- Opening Delimiter -
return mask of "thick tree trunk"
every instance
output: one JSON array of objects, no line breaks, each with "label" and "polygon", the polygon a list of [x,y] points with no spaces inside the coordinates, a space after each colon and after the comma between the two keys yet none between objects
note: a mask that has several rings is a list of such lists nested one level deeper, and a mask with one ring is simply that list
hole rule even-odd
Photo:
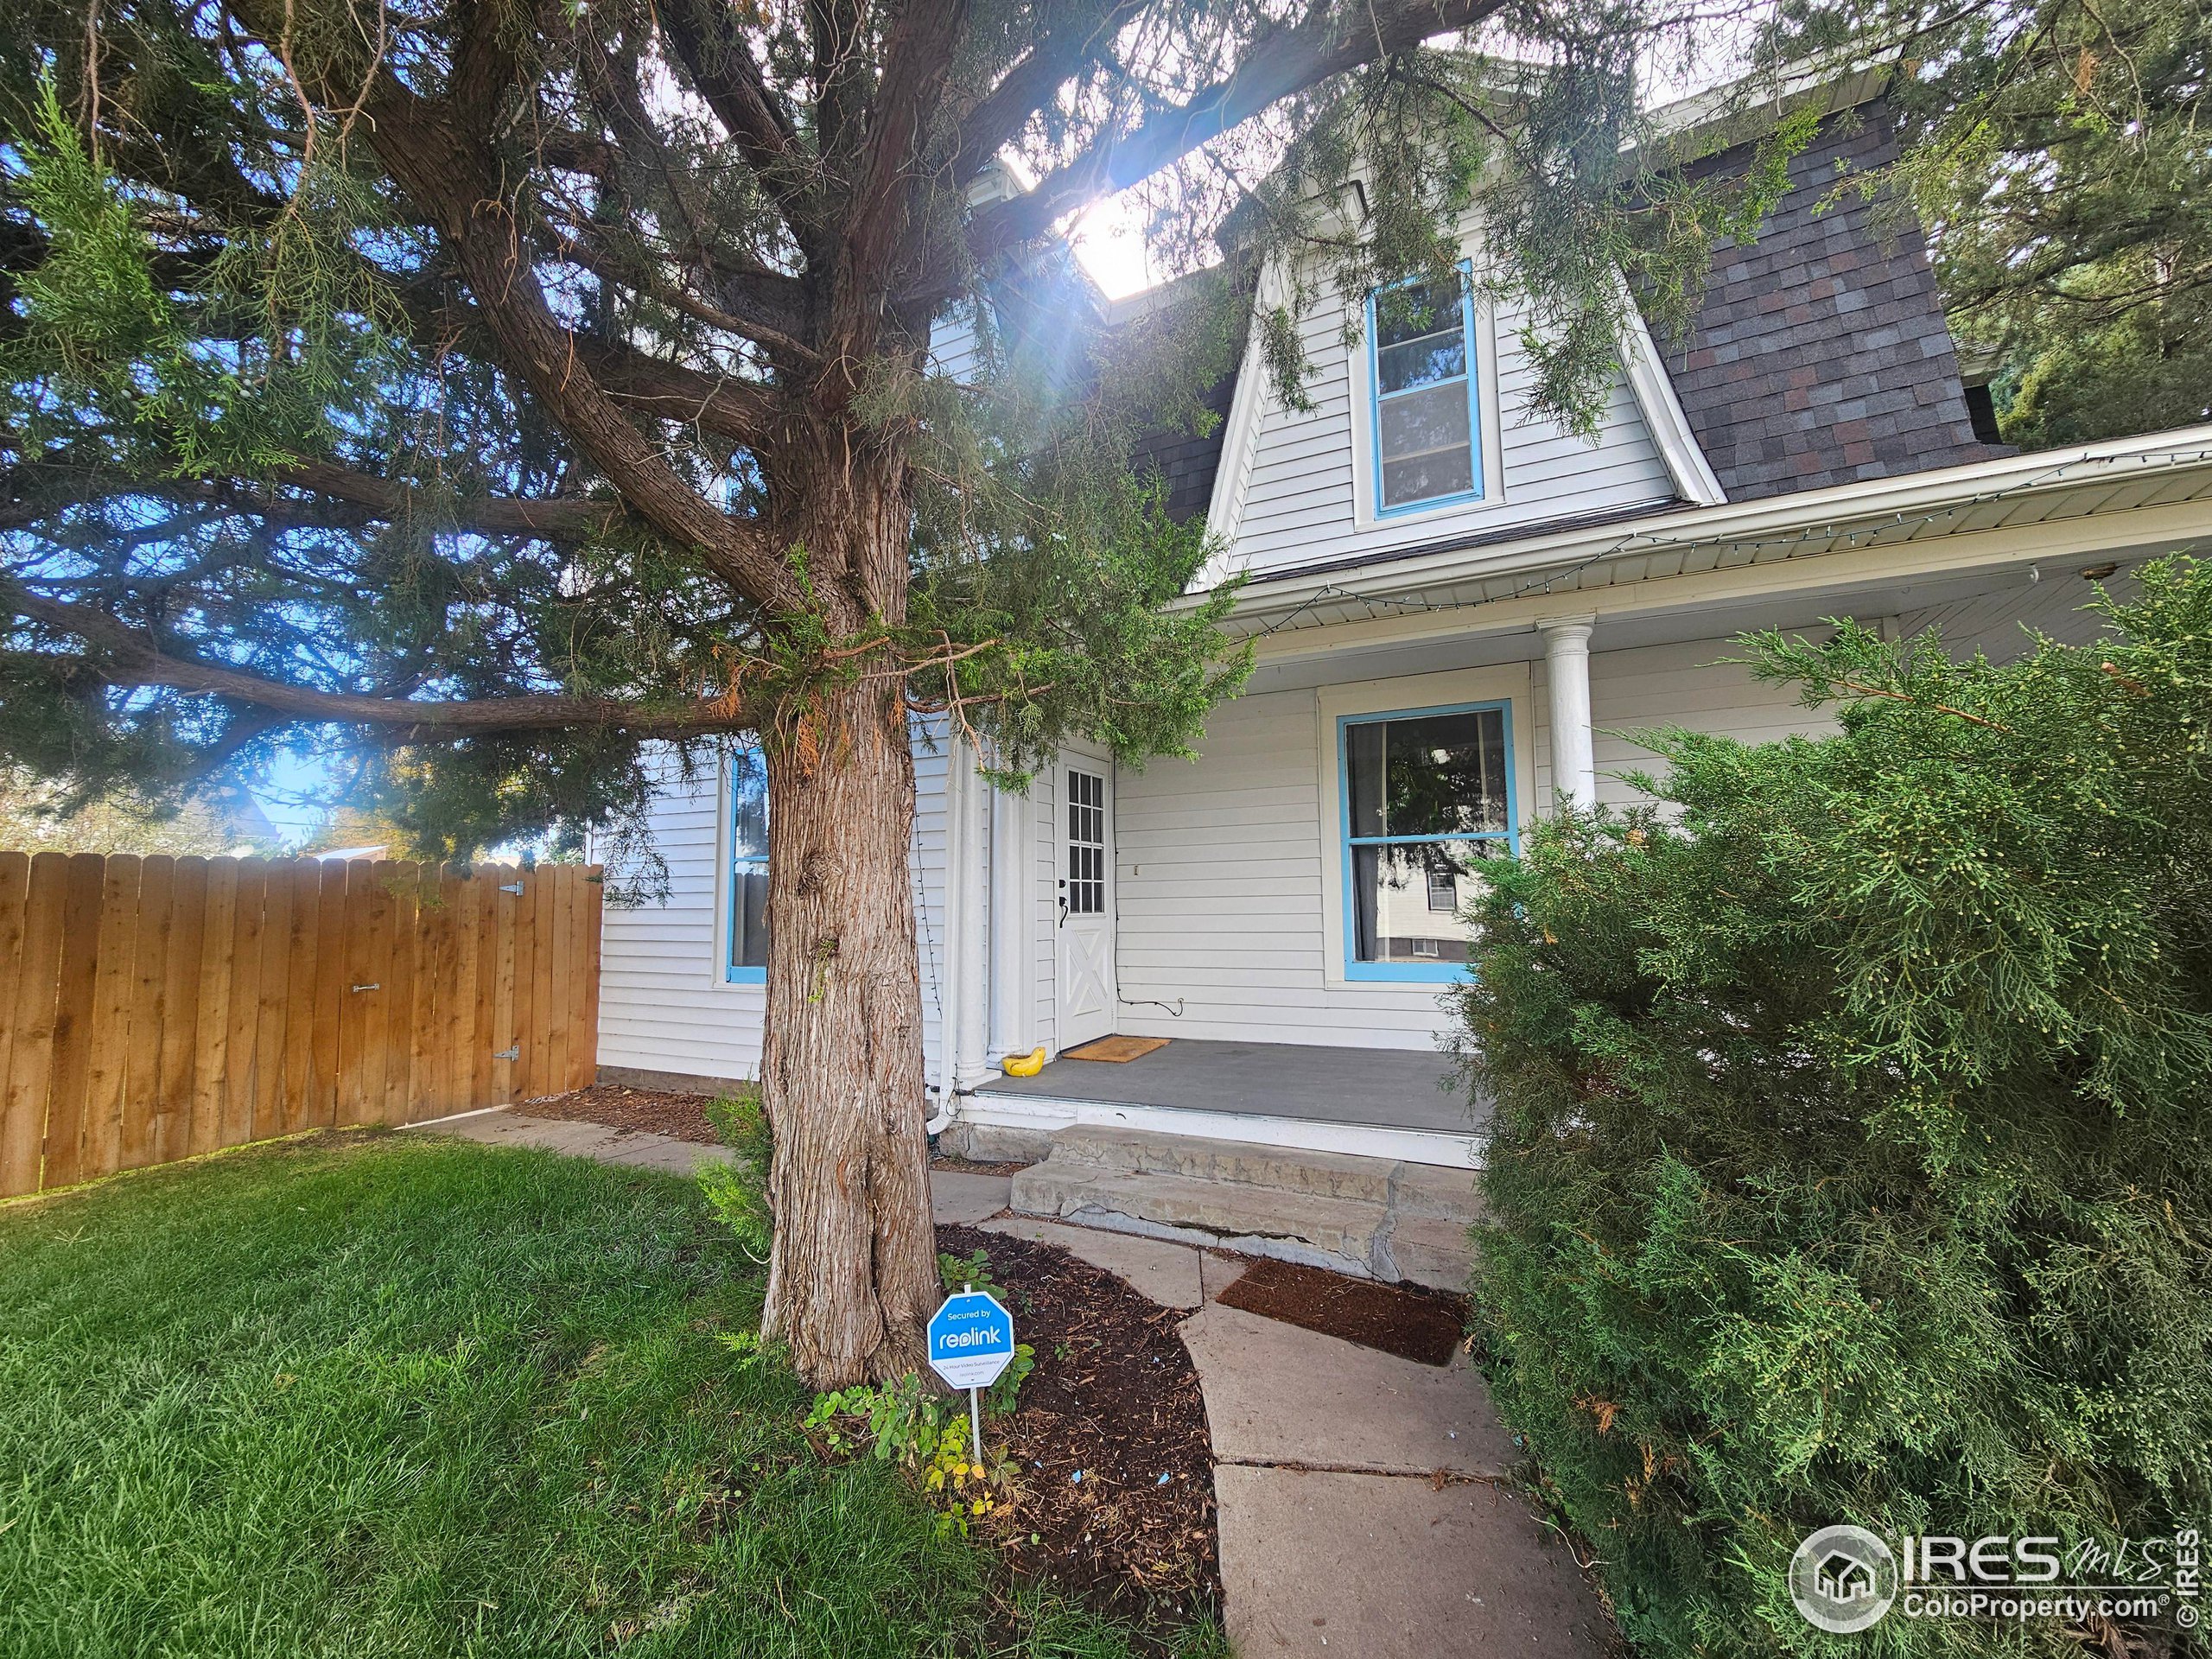
[{"label": "thick tree trunk", "polygon": [[[903,599],[898,493],[837,528],[850,539],[836,563],[851,573],[893,561],[876,574]],[[810,544],[828,551],[831,539]],[[766,747],[760,1076],[776,1236],[763,1334],[789,1347],[816,1388],[888,1381],[925,1372],[923,1326],[939,1287],[907,862],[914,763],[899,683],[821,692]]]}]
- Closing Delimiter -
### Requirement
From the listing above, copy out each line where the word "mask" appears.

### Task result
return mask of "thick tree trunk"
note: a mask that has several rings is a list of such lists nested one level deeper, and a mask with one ring is simply that list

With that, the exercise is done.